__Short exercise__
Pull out every line in the items below that contains the string "prickly". Case matters.

(Records of labeled points)
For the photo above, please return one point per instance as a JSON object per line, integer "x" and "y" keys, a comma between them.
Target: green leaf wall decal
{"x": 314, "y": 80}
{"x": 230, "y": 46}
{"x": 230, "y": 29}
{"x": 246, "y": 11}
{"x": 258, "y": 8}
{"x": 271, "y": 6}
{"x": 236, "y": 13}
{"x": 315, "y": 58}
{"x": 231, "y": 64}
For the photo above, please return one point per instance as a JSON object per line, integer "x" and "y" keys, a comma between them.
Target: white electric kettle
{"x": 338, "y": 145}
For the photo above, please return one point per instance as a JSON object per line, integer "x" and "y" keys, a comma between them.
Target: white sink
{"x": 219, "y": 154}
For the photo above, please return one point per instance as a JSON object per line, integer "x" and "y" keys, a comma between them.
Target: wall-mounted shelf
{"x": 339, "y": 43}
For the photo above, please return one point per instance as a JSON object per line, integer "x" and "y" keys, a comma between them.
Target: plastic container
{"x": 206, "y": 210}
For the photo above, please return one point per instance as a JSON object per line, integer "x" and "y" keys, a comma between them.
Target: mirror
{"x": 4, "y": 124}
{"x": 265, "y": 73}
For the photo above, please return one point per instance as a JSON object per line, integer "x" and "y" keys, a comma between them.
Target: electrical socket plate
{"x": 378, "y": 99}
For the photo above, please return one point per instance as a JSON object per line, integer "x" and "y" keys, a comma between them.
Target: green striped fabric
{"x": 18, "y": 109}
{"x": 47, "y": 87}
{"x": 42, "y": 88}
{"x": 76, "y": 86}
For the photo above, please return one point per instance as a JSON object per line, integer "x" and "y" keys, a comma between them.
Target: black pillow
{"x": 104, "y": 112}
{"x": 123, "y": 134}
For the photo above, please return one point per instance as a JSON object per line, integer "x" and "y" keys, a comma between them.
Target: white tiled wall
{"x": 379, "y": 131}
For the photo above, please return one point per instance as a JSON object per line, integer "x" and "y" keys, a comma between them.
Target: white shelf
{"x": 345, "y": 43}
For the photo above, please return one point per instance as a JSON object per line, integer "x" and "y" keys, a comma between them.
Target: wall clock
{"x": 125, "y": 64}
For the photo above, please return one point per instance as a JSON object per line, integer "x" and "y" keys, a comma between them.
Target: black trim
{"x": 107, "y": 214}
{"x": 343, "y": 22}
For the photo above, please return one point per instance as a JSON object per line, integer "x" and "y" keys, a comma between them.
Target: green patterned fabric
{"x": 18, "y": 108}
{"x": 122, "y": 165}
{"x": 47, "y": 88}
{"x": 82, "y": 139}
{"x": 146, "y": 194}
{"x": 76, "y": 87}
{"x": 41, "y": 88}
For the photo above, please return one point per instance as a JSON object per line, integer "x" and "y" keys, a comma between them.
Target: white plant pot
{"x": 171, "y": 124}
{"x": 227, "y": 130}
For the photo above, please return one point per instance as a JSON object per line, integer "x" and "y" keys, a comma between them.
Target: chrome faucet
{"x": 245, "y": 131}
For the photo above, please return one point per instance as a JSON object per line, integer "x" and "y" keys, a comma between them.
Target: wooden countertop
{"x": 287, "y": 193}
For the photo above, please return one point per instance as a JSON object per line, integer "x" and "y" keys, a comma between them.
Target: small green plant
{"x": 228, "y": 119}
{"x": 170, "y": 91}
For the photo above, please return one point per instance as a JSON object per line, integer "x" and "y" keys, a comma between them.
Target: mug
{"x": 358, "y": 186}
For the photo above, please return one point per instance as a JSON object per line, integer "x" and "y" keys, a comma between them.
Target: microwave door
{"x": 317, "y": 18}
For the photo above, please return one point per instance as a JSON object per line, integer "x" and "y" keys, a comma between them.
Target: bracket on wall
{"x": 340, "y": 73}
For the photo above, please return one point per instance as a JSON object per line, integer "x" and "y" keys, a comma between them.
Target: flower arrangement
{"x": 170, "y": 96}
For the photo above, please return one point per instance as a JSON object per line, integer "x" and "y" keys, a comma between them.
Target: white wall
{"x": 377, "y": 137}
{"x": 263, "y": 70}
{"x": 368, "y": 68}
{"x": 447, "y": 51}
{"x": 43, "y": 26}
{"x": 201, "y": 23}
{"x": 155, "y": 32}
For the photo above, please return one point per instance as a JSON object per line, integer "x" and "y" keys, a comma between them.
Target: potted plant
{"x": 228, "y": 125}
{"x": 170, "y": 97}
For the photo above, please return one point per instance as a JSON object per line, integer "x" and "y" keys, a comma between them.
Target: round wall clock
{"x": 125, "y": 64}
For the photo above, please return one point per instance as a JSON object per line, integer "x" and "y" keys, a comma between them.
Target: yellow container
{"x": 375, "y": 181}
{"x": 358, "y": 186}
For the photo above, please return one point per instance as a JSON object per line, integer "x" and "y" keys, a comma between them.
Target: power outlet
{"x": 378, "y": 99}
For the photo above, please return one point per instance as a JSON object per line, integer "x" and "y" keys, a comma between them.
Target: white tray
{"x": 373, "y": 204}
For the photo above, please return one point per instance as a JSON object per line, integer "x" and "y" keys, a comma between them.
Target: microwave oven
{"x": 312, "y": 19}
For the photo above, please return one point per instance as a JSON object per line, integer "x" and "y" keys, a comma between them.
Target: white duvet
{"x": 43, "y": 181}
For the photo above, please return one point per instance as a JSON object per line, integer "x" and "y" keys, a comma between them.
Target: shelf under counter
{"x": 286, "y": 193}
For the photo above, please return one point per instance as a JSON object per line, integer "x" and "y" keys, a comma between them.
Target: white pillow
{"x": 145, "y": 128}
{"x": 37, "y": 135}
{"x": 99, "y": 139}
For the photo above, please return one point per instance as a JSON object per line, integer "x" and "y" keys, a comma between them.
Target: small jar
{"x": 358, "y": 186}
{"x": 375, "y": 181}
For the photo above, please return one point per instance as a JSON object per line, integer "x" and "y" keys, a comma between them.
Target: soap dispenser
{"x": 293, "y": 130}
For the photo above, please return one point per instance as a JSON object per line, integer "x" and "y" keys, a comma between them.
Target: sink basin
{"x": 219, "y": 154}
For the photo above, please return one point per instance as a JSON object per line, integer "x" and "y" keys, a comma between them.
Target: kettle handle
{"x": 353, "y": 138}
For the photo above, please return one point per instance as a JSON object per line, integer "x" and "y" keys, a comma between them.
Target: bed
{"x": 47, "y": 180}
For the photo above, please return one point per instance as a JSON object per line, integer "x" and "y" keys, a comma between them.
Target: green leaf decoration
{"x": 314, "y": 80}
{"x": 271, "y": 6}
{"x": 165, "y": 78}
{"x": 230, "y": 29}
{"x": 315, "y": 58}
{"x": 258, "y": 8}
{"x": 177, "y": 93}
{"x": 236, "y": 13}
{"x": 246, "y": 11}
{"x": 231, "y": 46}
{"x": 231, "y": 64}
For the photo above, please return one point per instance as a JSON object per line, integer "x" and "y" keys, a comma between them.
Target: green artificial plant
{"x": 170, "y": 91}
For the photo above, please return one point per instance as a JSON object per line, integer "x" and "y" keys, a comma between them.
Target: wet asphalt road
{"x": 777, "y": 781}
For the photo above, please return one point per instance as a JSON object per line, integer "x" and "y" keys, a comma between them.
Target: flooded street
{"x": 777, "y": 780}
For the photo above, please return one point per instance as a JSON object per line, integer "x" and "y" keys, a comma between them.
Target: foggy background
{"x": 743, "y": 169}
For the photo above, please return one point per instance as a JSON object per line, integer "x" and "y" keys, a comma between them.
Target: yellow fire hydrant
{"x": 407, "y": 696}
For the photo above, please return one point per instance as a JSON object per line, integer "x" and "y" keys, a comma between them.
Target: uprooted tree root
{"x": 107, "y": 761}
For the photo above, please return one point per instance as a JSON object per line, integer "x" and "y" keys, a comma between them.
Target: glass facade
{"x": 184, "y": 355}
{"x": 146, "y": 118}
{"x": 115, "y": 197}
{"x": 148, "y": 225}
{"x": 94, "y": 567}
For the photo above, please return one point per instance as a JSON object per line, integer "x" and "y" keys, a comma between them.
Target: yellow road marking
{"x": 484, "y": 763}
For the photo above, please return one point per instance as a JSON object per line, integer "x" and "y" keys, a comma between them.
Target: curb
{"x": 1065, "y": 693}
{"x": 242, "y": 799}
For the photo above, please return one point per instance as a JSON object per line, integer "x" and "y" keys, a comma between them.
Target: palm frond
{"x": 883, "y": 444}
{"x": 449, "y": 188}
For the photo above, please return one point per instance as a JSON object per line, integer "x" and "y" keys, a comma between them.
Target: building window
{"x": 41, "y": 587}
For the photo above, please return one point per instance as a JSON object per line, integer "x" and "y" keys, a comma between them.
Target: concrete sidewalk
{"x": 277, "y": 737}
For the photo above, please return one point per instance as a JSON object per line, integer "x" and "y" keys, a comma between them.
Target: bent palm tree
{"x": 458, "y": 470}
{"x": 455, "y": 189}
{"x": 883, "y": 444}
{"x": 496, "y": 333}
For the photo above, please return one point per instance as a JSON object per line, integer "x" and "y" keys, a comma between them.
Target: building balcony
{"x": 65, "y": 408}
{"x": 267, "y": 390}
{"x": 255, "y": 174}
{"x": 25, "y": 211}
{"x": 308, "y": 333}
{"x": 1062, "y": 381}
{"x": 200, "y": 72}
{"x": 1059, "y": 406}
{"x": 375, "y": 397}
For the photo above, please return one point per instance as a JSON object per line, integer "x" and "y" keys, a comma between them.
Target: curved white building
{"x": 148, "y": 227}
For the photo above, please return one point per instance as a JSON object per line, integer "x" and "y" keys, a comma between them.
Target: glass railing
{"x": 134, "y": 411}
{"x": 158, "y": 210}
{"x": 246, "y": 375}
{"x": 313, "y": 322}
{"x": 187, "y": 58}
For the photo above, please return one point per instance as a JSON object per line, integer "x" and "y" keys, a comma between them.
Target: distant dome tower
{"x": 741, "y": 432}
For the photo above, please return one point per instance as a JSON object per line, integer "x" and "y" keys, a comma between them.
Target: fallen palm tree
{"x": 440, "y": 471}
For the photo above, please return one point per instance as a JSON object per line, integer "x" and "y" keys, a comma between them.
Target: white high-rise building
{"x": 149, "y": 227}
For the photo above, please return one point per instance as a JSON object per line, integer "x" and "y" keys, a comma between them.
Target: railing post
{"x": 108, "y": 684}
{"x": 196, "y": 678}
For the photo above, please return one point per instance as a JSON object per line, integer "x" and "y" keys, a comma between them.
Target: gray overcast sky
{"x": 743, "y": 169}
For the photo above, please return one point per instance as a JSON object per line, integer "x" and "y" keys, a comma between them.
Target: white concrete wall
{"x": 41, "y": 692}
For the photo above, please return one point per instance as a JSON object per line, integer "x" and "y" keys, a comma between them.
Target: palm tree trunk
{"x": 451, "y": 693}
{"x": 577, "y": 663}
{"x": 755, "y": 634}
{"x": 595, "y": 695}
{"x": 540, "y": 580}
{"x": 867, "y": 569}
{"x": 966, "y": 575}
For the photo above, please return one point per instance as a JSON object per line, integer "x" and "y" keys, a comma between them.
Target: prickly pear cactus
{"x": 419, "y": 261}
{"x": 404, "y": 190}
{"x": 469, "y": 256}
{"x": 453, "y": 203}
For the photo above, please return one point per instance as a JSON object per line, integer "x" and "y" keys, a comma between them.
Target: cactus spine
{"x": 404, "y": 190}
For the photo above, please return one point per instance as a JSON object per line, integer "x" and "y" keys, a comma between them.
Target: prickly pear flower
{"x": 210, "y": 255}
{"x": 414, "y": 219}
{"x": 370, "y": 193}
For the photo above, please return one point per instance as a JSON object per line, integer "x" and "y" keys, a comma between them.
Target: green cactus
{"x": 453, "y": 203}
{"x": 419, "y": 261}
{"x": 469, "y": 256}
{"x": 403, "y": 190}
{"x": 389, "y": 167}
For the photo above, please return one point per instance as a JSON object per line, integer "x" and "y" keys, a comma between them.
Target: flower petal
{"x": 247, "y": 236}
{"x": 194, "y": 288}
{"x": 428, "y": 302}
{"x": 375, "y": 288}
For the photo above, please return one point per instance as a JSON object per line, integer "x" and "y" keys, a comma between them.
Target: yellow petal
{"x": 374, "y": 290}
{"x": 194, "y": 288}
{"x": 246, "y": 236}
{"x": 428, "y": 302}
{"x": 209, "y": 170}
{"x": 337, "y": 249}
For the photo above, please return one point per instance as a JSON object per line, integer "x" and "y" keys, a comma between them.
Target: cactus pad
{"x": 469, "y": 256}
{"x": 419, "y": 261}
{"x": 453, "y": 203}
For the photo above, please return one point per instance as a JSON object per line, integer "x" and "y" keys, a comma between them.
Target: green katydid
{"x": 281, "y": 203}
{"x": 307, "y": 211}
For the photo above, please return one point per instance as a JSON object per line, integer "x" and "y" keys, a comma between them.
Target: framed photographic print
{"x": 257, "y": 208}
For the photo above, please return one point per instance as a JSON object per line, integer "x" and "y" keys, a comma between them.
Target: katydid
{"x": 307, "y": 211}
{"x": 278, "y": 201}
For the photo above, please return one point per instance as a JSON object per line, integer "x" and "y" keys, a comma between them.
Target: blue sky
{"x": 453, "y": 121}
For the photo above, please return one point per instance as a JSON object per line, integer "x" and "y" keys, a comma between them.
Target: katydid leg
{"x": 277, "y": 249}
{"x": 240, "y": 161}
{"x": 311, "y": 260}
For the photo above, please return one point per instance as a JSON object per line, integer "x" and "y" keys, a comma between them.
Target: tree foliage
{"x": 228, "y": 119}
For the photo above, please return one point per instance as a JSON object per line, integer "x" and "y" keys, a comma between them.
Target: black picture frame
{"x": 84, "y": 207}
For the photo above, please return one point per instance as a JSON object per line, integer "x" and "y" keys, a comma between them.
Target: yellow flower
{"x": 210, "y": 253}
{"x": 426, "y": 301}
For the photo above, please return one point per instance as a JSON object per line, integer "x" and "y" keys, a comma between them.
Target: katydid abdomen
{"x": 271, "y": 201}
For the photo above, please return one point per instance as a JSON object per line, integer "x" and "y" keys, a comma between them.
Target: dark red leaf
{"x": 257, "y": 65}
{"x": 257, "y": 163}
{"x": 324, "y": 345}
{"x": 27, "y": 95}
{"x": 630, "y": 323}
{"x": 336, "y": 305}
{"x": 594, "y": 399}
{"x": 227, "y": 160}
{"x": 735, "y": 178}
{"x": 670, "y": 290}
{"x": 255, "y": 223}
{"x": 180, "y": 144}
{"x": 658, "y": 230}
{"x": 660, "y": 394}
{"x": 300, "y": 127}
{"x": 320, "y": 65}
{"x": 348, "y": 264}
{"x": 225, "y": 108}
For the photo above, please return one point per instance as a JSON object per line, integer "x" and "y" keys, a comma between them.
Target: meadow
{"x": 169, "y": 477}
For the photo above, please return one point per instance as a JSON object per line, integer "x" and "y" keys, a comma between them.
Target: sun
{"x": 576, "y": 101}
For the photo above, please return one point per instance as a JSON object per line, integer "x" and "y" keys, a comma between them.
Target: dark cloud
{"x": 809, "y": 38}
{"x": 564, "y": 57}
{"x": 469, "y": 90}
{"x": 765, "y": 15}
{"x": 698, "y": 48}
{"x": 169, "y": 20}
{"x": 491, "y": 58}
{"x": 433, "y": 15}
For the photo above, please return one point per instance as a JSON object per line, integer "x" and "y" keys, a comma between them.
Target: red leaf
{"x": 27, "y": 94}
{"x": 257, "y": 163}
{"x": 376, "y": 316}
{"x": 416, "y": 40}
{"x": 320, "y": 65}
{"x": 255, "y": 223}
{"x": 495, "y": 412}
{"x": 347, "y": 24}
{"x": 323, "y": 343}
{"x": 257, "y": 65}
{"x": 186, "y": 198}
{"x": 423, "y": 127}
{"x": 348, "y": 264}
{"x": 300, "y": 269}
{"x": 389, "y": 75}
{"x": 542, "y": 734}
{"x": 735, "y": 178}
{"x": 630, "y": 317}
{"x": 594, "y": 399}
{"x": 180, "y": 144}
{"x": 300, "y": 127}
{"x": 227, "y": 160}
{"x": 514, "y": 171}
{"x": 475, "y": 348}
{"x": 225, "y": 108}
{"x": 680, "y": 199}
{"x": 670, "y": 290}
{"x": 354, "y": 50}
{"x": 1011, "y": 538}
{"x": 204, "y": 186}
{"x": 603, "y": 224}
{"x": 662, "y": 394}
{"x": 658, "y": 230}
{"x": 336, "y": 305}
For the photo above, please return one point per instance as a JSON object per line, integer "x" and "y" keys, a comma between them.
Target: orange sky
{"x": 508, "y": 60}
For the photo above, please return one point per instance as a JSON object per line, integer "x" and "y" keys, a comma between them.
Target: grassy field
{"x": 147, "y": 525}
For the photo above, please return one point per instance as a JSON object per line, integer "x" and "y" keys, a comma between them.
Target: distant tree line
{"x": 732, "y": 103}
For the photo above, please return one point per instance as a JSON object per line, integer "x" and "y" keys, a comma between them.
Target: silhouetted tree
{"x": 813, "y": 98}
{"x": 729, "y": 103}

__Task response__
Target: prickly pear cactus
Target: prickly pear flower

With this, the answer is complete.